▶ **Assigned task A**
In the editorial on Robert F. Kennedy Jr.'s nomination, list every phrase in which the word "dangerous" or "deadly" modifies a noun, giving each modifier together with its noun.
▶ **Assigned task B**
Answer these questions from the editorial on Robert F. Kennedy Jr.'s nomination:
(i) In what month and year did Kennedy give the quoted podcast interview?
(ii) Which group of senators does the central question concern?
(iii) According to the editorial, senators hold the constitutional power to stop what?
▶ **Assigned task C**
Continue the editorial on Robert F. Kennedy Jr.'s nomination from its last sentence.

St. Louis Post-Dispatch
Jan. 31
The hazards of RFK Jr. as DSHS head
If and when the full Senate votes on whether to confirm Robert F. Kennedy Jr. to lead the federal government's top health agency, it will say as much about the senators who are voting as about Kennedy himself.
The central question is this: Are Senate Republicans willing to put their duty to the nation above their fealty to a president whose appointment in this case is so intentionally irresponsible as to barely rise above the level of a fraternity prank? The indications aren't good.
President Donald Trump's pick to head the Department of Health & Human Services has the potential, more than any of the others, to cost significant numbers of American lives. As we've noted here before, the fact that America is currently in the midst of a potentially deadly anti-vaccination trend makes it especially important to have a strong supporter of vaccines at the helm of the country's health care system.
Senators are granted - no, tasked with - the constitutional power to reject presidential nominees for this very kind of scenario. That is, stopping the appointment of a fundamentally dangerous appointee.
Notwithstanding Kennedy's deeply dishonest attempts to rewrite his personal history while testifying before senators this week, his role as arguably America's most prominent conveyor of anti-vaccination tripe and other dangerous conspiracy theories is undebatable.
"There's no vaccine that is, you know, safe and effective," Kennedy said during a July 2023 podcast interview, dressing up that completely false, potentially deadly nonsense as reasonable debate.

▶ **Excerpted records**
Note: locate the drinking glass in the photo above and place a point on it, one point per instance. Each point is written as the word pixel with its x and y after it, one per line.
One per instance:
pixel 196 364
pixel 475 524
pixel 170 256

▶ **Answer box A**
- potentially deadly anti-vaccination trend
- fundamentally dangerous appointee
- dangerous conspiracy theories
- potentially deadly nonsense

▶ **Answer box B**
(i) July 2023
(ii) Senate Republicans
(iii) The appointment of a fundamentally dangerous appointee

▶ **Answer box C**
"Did (the polio vaccine) cause more death than it averted? I would say I don't know because we don't have the data on that," Kennedy went on to say in the same interview - again, promoting an utterly baseless narrative that flies in the face of generations of data.
In July 2020, on a show for the anti-vaccination nonprofit Children's Health Defense (for which RFK was a chairman) he offered this: "(T)he current state of the science that shows clearly that vaccination is causing autism." And this: "According to those data, your chance of dying from the (HPV) vaccine is 10 times the chance of you dying from cervical cancer. What kind of bargain is that?" Both assertions are flat-out false.
Then there was Kennedy's cheerleading role in a tragic measles outbreak in Samoa that killed more than 80 people, mostly children. The tragedy was caused in large part by public rejection of vaccines there that Kennedy encouraged just months earlier with a highly publicized visit to anti-vax activists prior to the outbreak.
He later characterized that outbreak as "mild." Is this the kind of health care leadership Americans have to look forward to as our country experiences its own ominous trend toward public distrust of vaccines?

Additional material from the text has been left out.